▶ _Study text_:

On YC startup exits
As a venture capital fund manager, one of the questions I’m asked most often by LPs is “How long will it take to get my money back?”
At Rebel Fund, our job is to invest in the top 5–10% of new Y Combinator startups each year, and in doing so return not only our investors’ initial capital but also earn them a strong financial return over time. Since we typically only return cash to LPs once our portfolio companies achieve an exit (secondary transactions notwithstanding) the purpose of this post is to find exactly how long post-YC it typically takes startups to either get acquired or go public.
In my previous post On 101 Y Combinator unicorns we analyzed the 314 private and 16 public startups on YC’s latest Top Companies list, each now valued at over $150M. However, there are a subset of those 330 startups who have achieved an exit (45 to be exact) and today we’ll take a deeper dive into those stars of investor and founder liquidity.
As of now, there are 29 startups on the Top Companies list who achieved an acquisition. While this doesn’t account for all YC startups who have been acquired, it does represent the largest acquisitions which tend to drive the vast majority of investor returns given the steep power law curve of early-stage startup investing.
As you’ll see in the chart below, it took these companies an average of 7 years to get acquired, with a range of 1 to 12 years. These companies have a combined value today of ~$50B. As mentioned in previous posts, early-stage startup investing is only for the patient!
Now moving on to the 16 public YC companies, guess what — we get the exact same 7 year average to achieve an IPO. These companies have a combined value today of ~$130B.
While that answers our most pressing question, let’s dive a bit deeper.

▶ _Records provided_:
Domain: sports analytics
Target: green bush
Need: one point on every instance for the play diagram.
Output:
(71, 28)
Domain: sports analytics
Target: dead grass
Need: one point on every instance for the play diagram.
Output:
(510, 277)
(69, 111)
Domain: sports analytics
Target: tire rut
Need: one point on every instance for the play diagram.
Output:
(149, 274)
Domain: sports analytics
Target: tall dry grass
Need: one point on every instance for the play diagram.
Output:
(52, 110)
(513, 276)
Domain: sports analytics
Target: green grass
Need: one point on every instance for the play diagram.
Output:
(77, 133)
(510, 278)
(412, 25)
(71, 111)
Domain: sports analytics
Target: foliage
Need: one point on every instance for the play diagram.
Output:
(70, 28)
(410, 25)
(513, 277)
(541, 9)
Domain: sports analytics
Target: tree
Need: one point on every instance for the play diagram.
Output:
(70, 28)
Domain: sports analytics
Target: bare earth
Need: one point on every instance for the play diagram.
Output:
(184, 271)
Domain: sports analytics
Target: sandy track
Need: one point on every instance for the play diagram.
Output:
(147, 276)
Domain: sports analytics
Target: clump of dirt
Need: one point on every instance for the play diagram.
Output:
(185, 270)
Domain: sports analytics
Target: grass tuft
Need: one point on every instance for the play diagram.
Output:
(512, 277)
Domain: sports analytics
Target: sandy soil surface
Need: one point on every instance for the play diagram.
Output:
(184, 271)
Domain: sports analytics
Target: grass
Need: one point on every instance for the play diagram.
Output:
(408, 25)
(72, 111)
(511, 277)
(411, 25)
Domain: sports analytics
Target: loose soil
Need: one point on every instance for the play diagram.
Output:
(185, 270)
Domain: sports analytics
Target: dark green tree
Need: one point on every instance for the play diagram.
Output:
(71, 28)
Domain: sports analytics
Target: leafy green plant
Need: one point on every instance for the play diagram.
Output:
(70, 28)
--
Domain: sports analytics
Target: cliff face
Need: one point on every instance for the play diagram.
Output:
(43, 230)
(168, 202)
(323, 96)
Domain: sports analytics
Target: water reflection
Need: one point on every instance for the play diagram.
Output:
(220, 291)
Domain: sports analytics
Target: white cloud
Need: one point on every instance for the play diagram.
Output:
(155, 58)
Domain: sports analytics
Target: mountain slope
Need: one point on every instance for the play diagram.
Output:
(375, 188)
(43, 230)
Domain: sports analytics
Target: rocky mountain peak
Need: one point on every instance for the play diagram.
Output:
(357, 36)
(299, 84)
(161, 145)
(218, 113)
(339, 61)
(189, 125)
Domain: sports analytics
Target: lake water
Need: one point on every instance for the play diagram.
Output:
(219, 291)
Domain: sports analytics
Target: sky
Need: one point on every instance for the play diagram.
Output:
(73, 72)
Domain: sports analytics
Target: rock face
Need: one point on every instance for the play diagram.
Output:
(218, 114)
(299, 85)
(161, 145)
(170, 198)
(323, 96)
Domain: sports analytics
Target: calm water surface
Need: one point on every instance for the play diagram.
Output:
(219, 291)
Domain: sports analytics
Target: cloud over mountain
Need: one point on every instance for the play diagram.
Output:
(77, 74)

▶ _Exercise directions_:
Repeat the passage of the YC startup exits text word for word, from "As of now, there" to "a bit deeper.".

▶ _Task output_:
As of now, there are 29 startups on the Top Companies list who achieved an acquisition. While this doesn’t account for all YC startups who have been acquired, it does represent the largest acquisitions which tend to drive the vast majority of investor returns given the steep power law curve of early-stage startup investing.
As you’ll see in the chart below, it took these companies an average of 7 years to get acquired, with a range of 1 to 12 years. These companies have a combined value today of ~$50B. As mentioned in previous posts, early-stage startup investing is only for the patient!
Now moving on to the 16 public YC companies, guess what — we get the exact same 7 year average to achieve an IPO. These companies have a combined value today of ~$130B.
While that answers our most pressing question, let’s dive a bit deeper.